++++ Information supplied ++++
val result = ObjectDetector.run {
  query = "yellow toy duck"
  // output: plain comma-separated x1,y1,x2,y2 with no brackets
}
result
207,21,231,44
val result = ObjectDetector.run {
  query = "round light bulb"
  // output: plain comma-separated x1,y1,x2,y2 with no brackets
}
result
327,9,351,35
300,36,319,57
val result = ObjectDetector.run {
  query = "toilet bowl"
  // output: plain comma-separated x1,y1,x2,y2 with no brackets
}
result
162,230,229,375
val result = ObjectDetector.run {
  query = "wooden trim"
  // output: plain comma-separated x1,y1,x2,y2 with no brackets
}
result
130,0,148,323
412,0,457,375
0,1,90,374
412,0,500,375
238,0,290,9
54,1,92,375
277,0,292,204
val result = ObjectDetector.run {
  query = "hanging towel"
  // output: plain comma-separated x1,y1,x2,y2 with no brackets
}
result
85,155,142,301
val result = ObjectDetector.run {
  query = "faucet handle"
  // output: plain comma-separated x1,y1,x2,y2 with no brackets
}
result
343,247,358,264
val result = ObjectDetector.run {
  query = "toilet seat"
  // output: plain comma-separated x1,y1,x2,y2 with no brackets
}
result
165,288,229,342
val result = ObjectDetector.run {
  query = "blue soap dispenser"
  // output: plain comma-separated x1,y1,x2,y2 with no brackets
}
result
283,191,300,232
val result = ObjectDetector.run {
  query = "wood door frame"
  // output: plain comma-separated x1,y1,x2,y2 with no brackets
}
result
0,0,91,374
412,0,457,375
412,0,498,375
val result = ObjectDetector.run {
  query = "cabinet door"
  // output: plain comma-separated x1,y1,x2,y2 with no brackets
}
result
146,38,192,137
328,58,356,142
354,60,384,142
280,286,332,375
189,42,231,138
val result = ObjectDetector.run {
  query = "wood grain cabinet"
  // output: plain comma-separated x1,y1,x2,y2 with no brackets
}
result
++++
Return every line of the listing that contains the word "query". Case counts.

  query = "yellow toy duck"
  query = "round light bulb"
  query = "toilet bowl"
  query = "wooden trim"
  query = "hanging towel"
  query = "faucet handle"
  query = "toilet seat"
  query = "blue soap dispenser"
  query = "wood door frame"
  query = "cabinet door"
  query = "wood grain cabinet"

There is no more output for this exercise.